## Problem description
Print each of the lines below word for word, without changing anything.

------ Listed entries

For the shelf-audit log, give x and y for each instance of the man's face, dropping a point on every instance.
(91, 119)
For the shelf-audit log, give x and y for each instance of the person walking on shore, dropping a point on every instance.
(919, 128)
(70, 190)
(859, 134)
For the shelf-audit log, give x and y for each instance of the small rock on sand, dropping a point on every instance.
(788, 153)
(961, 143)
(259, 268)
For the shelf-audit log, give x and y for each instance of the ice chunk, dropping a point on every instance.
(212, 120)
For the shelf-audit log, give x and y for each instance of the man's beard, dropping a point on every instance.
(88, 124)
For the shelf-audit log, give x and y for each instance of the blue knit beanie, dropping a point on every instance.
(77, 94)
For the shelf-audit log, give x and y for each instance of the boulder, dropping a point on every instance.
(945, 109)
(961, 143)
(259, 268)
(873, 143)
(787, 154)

------------

## Exercise result
For the shelf-audit log, give x and y for each instance of the man's face, dropping a point on every instance.
(91, 119)
For the shelf-audit log, give x and y for each instance of the person walking on shore, dropping a point on every instance.
(919, 128)
(70, 190)
(859, 134)
For the shelf-audit log, give x and y for each instance of the small rock on sand, dropping a point on every instance.
(788, 153)
(961, 143)
(259, 268)
For the shelf-audit log, give x and y for each instance of the ice chunk, dropping a point on every instance.
(212, 120)
For the shelf-audit log, give x and y for each instance of the man's beard, dropping a point on every instance.
(88, 124)
For the shelf-audit log, give x and y for each instance of the blue knit beanie, dropping a point on every instance.
(77, 94)
For the shelf-audit log, give x and y for each instance of the boulder, dropping a point on every instance.
(945, 109)
(961, 143)
(259, 268)
(873, 143)
(787, 154)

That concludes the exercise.